Request >>
Present every line of the records below as a Markdown table with the columns "Row" and "Entry", where "Row" holds the line's number and "Entry" holds the line itself. Leave out blank lines.

Data provided >>
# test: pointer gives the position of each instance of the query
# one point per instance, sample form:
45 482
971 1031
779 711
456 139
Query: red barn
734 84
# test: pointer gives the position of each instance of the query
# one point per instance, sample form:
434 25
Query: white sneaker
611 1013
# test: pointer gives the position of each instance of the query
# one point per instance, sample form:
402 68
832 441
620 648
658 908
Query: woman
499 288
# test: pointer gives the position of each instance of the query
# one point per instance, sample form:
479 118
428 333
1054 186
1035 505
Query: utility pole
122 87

Right answer >>
| Row | Entry |
|---|---|
| 1 | # test: pointer gives the position of each instance of the query |
| 2 | # one point per instance, sample form: |
| 3 | 45 482 |
| 4 | 971 1031 |
| 5 | 779 711 |
| 6 | 456 139 |
| 7 | Query: red barn |
| 8 | 734 84 |
| 9 | # test: pointer gives the position of each instance of the query |
| 10 | # one point per instance, sample form: |
| 11 | 434 25 |
| 12 | Query: white sneaker |
| 13 | 611 1013 |
| 14 | # test: pointer gives the position of each instance of the query |
| 15 | # one point per instance, sample form: |
| 16 | 402 68 |
| 17 | 832 441 |
| 18 | 620 648 |
| 19 | 658 908 |
| 20 | Query: woman |
| 21 | 499 288 |
| 22 | # test: pointer gives the position of each instance of the query |
| 23 | # one point per instance, sample form: |
| 24 | 479 118 |
| 25 | 428 333 |
| 26 | 1054 186 |
| 27 | 1035 505 |
| 28 | Query: utility pole |
| 29 | 122 87 |